▶ _READING TEXT_:
## Begin

Hope you know what DSL (domain specific language) is. It is a programming language aimed for a particular domain with the users in that domain in mind. DSL is different from general purpose programming languages (C#, Java, Ruby, Python) in that DSL is limited to a particular problem domain whereas general purpose languages are made for addressing any kind of problems in the world. For example, your NANT build scripts and Unix shell scripts are some of the example DSLs. Yes, DSL is not new. Note that the area for DSL can be financial, maths, science, health-care, space control, etc.

A DSL can be created either on top of existing programming languages like C#, Ruby, etc., or created from scratch by using parser-generator tools like ANTLR, Irony. Martin Fowler coined the name "Internal DSL" for the first one and for the second one he called as "External DSL". Internal DSLs are designed by using the syntax and the level extensibility provided in the hosting language. For internal DSL, Ruby is the first class citizen for this due to its by birth nature and other features like metaprogramming. By the way, C# (my primary language) also has the capability to build a DSL.

In this article, I create a DSL for examination question paper in C#. This DSL enables to create an examination with multi-choice questions. Also, it provides API to validate the answers. Let us start with plain C# classes without any DSL flavor. During the journey, I'll top-up the DSL flavors until we reach a point where you should feel it is the language for this particular problem domain.

## End

▶ _EXTRACTED DATA_:
## Begin

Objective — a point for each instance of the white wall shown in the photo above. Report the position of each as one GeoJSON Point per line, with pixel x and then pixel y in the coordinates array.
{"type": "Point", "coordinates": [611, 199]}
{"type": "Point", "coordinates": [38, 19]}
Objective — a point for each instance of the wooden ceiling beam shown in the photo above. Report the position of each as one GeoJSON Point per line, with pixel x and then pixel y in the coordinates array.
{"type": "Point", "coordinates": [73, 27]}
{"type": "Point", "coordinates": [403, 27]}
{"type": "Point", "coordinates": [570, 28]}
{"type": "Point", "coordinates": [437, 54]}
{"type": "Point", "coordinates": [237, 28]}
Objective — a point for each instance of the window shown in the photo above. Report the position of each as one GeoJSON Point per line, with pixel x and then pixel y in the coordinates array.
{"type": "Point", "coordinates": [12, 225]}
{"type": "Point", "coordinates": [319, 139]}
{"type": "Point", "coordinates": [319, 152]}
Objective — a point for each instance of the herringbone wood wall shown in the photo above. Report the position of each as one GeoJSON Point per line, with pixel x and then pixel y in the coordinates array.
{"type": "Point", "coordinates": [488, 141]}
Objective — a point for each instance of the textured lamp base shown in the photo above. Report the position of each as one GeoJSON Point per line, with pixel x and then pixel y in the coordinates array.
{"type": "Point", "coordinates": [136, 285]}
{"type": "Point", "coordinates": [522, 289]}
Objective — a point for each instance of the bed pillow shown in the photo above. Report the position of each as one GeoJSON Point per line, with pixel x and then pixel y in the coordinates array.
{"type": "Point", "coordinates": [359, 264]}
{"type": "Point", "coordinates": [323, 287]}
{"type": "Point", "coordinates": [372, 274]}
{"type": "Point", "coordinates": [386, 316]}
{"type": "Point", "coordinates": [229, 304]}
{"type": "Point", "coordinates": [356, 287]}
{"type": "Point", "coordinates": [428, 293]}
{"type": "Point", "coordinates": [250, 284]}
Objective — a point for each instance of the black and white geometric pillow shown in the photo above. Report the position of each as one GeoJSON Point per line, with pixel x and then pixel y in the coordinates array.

## End
## Begin

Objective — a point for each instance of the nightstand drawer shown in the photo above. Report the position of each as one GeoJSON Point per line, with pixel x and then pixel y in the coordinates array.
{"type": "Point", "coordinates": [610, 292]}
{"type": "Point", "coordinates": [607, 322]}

## End

▶ _EXERCISE SET_:
A. Using the text on domain specific languages, state whether each statement agrees with it, answering yes or no and quoting the words that decide it: (i) Internal DSLs rely on the syntax and extensibility of the hosting language; (ii) Unix shell scripts are offered as an example of a general purpose programming language; (iii) the DSL in the article is built in Ruby.
B. Reproduce word for word the passage of the text on domain specific languages that starts at the words "A DSL can be" and ends after the words "build a DSL.".
The records play no role in any of this.

▶ _RESULTS OF THE EXERCISE_:
A.
(i) Yes: "Internal DSLs are designed by using the syntax and the level extensibility provided in the hosting language."
(ii) No: "your NANT build scripts and Unix shell scripts are some of the example DSLs."
(iii) No: "I create a DSL for examination question paper in C#."

B.
A DSL can be created either on top of existing programming languages like C#, Ruby, etc., or created from scratch by using parser-generator tools like ANTLR, Irony. Martin Fowler coined the name "Internal DSL" for the first one and for the second one he called as "External DSL". Internal DSLs are designed by using the syntax and the level extensibility provided in the hosting language. For internal DSL, Ruby is the first class citizen for this due to its by birth nature and other features like metaprogramming. By the way, C# (my primary language) also has the capability to build a DSL.